Opdrachten:
1: Leg in één tot drie zinnen uit waarom het tekstfragment over hartmedicijnen het stoppen met statines ontraadt, ondanks negatieve berichten in de media.
2: Zet het tekstfragment over hartmedicijnen voort na de laatste kop.

Cholesterolverlagende geneesmiddelen
Om de progressie van atherosclerose in uw slagaders te vertragen, moet uw cholesterolgehalte met 50% of meer worden verlaagd tot een streefwaarde voor LDl-cholesterol van minder dan 55 mg/dl (<1,4 mmol/l). Voor dit doel worden bij voorkeur statines voorgeschreven. Statines verminderen de cholesterolproductie in de lever, laten plaques in de slagaders afnemen en verlagen het risico op een nieuwe hartaanval. Mogelijke bijwerkingen zijn spierpijn en verhoogde leverenzymen in het bloed, maar deze zijn meestal mild en beheersbaar. Ondanks negatieve berichten over statinetherapie in de media, is het risico op een nieuwe hartaanval aanzienlijk groter als u stopt met de behandeling. In sommige gevallen kan uw cardioloog ervoor kiezen om ezetimibe toe te voegen aan een statinetherapie, waardoor de opname van cholesterol door de darmen wordt geremd en uw cholesterol nog verder daalt. Als uw cholesterolwaarden erg hoog zijn, of als u geen statine kunt verdragen, kan uw cardioloog ervoor kiezen om bempedinezuur toe te voegen, een nieuw medicijn dat de cholesterolproductie in de lever vermindert, of injecties met een PCSK9-remmer of inclisiran, die de afbraak van LDL-cholesterol in de lever verhogen.
Bètablokkers
Bètablokkers beschermen uw hart tegen de schadelijke effecten van adrenaline. Ze verlagen de hartslag, de bloeddruk en het zuurstofgebruik van het hart. Als de pompfunctie van uw hart verminderd is, helpen ze verdere verslechtering te voorkomen. Als de hartslag te laag wordt, kunt u zich duizelig voelen. Vaak voorkomende bijwerkingen zijn hoofdpijn, koude handen en voeten, vermoeidheid en slaapproblemen. Verschillende bètablokkers hebben verschillende bijwerkingen, dus neem contact op met uw cardioloog om het middel te vinden dat bij u past.
ACE-remmers en angiotensinereceptorblokkers (ARB)

Aangeleverd materiaal:
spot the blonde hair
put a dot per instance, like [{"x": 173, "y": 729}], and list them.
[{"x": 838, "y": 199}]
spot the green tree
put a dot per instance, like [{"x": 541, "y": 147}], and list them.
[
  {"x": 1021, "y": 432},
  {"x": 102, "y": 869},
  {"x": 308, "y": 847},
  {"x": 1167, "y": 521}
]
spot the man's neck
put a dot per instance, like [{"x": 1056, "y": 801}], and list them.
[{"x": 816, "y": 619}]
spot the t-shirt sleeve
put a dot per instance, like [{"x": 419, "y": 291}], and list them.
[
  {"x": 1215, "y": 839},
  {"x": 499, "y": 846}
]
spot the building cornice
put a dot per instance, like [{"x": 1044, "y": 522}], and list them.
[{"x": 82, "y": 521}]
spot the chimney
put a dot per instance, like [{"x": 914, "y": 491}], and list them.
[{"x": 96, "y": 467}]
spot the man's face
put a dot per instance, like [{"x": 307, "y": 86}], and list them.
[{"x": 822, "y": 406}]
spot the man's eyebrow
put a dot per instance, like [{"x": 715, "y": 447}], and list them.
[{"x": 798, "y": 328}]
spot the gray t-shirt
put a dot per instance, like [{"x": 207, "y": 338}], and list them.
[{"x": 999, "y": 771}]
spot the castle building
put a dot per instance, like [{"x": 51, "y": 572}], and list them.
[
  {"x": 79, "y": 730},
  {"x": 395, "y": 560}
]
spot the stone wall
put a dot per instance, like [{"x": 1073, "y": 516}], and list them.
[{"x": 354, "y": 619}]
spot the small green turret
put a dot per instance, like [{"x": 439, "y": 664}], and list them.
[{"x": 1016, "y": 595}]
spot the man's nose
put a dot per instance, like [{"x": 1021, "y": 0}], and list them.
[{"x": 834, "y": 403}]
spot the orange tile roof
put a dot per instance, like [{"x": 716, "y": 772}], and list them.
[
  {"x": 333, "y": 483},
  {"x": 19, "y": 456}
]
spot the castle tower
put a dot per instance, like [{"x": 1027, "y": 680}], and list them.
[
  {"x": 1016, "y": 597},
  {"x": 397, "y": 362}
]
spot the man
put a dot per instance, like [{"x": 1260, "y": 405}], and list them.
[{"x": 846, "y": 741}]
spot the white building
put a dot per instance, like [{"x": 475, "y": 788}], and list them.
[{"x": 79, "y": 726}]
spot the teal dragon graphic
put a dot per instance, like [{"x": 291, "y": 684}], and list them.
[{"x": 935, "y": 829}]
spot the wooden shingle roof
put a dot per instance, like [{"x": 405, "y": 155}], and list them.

Antwoorden:
1: Wie stopt met de behandeling, heeft een aanzienlijk groter risico op een nieuwe hartaanval. De mogelijke bijwerkingen, zoals spierpijn en verhoogde leverenzymen in het bloed, zijn meestal mild en beheersbaar.

2:
Angiotensineconverterend-enzymremmers (ACE-remmers) verminderen de productie van angiotensine II, een enzym dat de bloedvaten vernauwt, terwijl angiotensinereceptorblokkers (ARB’s) de werking ervan remmen. Deze effecten helpen de bloedvaten te verwijden en te ontspannen, waardoor de bloedstroom verbetert en de bloeddruk daalt. Bovendien verbeteren deze geneesmiddelen de pompfunctie van het hart als deze verslechterd is door de hartaanval. De meest voorkomende bijwerking van ACE-remmers is een droge hoest die aanleiding kan zijn tot overschakeling op een ARB. Als u al een normale bloeddruk heeft, heeft u een aangepaste dosis van een ACE-remmer of ARB nodig.
MRA’s
Mineralocorticoïdreceptorantagonisten (MRA’s), waaronder spironolacton en eplerenon, kunnen worden gebruikt met bètablokkers en ACE-remmers als de pompfunctie van het hart na een hartaanval is verminderd. MRA’s zijn zwakke diuretica en helpen het lichaam overtollig vocht af te voeren. Ze verlagen ook de bloeddruk. Mogelijke bijwerkingen van spironolacton zijn verhoogd serumkalium en gynaecomastie (een toename van de borstgrootte bij mannen). Dit laatste zou moeten leiden tot omschakeling naar eplerenone dat deze bijwerking niet kent.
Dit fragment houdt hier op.